* _WHAT THE EXERCISE ASKS_
Copy every line of the data below, requests included, and offset each answer coordinate by adding 39 to it. Leave all other text unchanged.

[Data entries]
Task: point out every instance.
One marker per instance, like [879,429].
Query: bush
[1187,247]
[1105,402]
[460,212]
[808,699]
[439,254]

* _TASK ANSWER_
Task: point out every instance.
One marker per instance, like [879,429].
Query: bush
[1226,286]
[1144,441]
[499,251]
[847,738]
[478,293]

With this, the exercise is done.